Life expectancy across the UK was falling even before the Covid pandemic hit, with researchers finding an “alarming” drop over the past decade, according to a study published by Imperial College London (ICL).
Having examined around 8.6 million death records in England from 2002-2019, ICL found that life expectancy decreased in one of five communities for women and one in nine areas for men over the past decade.
The analysis, published on Wednesday, comes after the Office for National Statistics (ONS) released a report earlier in 2021 estimating that life expectancy for men had fallen for the first time in 40 years due to the Covid pandemic.
However, ICL researchers found it had actually started to decline years before the pandemic impacted communities.
“There has always been an impression in the UK that everyone's health is improving, even if not at the same pace,” said Professor Majid Ezzati, who led the study, but “data show that longevity has been getting worse for years in large parts of England.”
"For such declines to be seen in 'normal times' before the pandemic is alarming."

■ ■ ■

**ACTIVITIES**
• 1. According to the life expectancy study, how many death records in England did Imperial College London examine?
• 2. Resume the text on UK life expectancy, starting after its last sentence.

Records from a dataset

■ ■ ■

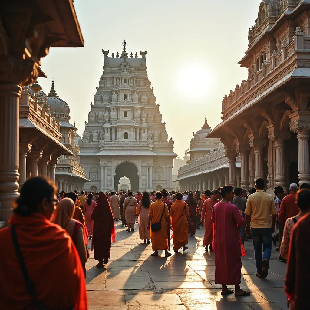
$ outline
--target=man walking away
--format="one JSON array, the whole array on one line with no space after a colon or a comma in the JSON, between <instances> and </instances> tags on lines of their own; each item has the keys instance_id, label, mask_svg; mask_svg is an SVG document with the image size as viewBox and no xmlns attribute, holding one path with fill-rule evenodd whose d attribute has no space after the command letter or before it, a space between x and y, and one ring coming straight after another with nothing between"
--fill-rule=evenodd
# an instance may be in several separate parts
<instances>
[{"instance_id":1,"label":"man walking away","mask_svg":"<svg viewBox=\"0 0 310 310\"><path fill-rule=\"evenodd\" d=\"M265 192L265 181L259 178L255 181L256 192L248 198L245 213L246 214L246 232L250 232L254 246L254 255L257 272L256 276L265 278L268 274L269 260L272 248L272 233L275 230L277 209L272 197ZM272 219L270 217L272 215ZM263 244L264 257L262 255Z\"/></svg>"}]
</instances>

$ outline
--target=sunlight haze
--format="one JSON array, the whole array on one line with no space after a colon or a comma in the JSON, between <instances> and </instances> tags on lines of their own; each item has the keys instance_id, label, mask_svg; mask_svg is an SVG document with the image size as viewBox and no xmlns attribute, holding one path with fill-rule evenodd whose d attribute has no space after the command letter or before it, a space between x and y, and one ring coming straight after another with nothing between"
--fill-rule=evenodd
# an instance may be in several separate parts
<instances>
[{"instance_id":1,"label":"sunlight haze","mask_svg":"<svg viewBox=\"0 0 310 310\"><path fill-rule=\"evenodd\" d=\"M214 128L221 121L224 95L246 79L246 69L237 64L260 2L76 0L85 47L51 48L42 60L47 78L38 82L47 94L54 77L82 136L102 74L102 50L109 50L110 56L120 54L125 39L128 54L140 57L140 50L147 50L148 75L162 121L182 157L205 114Z\"/></svg>"}]
</instances>

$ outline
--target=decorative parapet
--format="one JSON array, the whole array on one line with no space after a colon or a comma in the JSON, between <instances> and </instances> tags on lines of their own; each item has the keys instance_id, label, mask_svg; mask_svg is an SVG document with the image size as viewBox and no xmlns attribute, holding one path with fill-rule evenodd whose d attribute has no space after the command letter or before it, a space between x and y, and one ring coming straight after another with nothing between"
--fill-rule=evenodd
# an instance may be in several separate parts
<instances>
[{"instance_id":1,"label":"decorative parapet","mask_svg":"<svg viewBox=\"0 0 310 310\"><path fill-rule=\"evenodd\" d=\"M240 108L270 87L270 83L267 82L272 75L273 84L282 78L282 70L279 67L282 67L285 63L285 67L291 71L296 66L296 59L299 53L310 53L310 36L304 35L299 27L297 27L295 34L292 40L288 44L284 40L281 50L277 53L274 51L270 60L264 61L262 68L255 70L254 75L246 81L243 80L240 86L237 85L234 91L231 90L228 96L225 95L222 102L223 121L235 112L232 106Z\"/></svg>"},{"instance_id":2,"label":"decorative parapet","mask_svg":"<svg viewBox=\"0 0 310 310\"><path fill-rule=\"evenodd\" d=\"M74 160L71 158L66 158L65 159L60 159L58 161L58 163L64 165L69 165L70 166L76 168L85 173L85 169L84 167L81 166L79 164Z\"/></svg>"},{"instance_id":3,"label":"decorative parapet","mask_svg":"<svg viewBox=\"0 0 310 310\"><path fill-rule=\"evenodd\" d=\"M209 154L181 167L178 170L178 175L186 174L187 172L192 173L193 170L200 171L222 166L228 162L228 159L225 157L225 150L221 148L211 151ZM241 162L240 156L237 157L236 162Z\"/></svg>"}]
</instances>

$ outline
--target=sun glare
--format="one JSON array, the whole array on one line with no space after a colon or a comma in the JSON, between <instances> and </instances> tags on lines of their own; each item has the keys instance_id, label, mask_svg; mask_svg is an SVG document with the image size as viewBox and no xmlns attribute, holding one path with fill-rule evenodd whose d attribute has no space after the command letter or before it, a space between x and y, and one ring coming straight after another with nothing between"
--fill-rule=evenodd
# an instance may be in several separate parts
<instances>
[{"instance_id":1,"label":"sun glare","mask_svg":"<svg viewBox=\"0 0 310 310\"><path fill-rule=\"evenodd\" d=\"M203 64L185 64L177 72L175 80L178 91L191 98L207 95L213 85L210 70Z\"/></svg>"}]
</instances>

■ ■ ■

**EXPECTED OUTPUTS**
• 1. Around 8.6 million death records, covering 2002 to 2019.

• 2.
Beyond the national picture across England, the study outlined the stark difference between life expectancy in different parts of the country. At the most extreme point, there was a 20-year gap between women living in the London borough of Camden and Leeds, West Yorkshire, while there was a 27-year gap between Kensington and Chelsea and Blackpool, Lancashire.
The analysis, released in the peer reviewed Lancet journal, blamed the differences in life expectancy on poverty, employment issues, welfare support, and healthcare, urging the government to boost investments in areas that have the lowest life expectancies.
Prime Minister Boris Johnson and his government recently pledged to tackle inequalities between different regions, laying out his so-called ‘levelling-up’ agenda, which will seek to providing funding to towns, cities, and rural areas, giving local authorities greater control over how government investment is spent.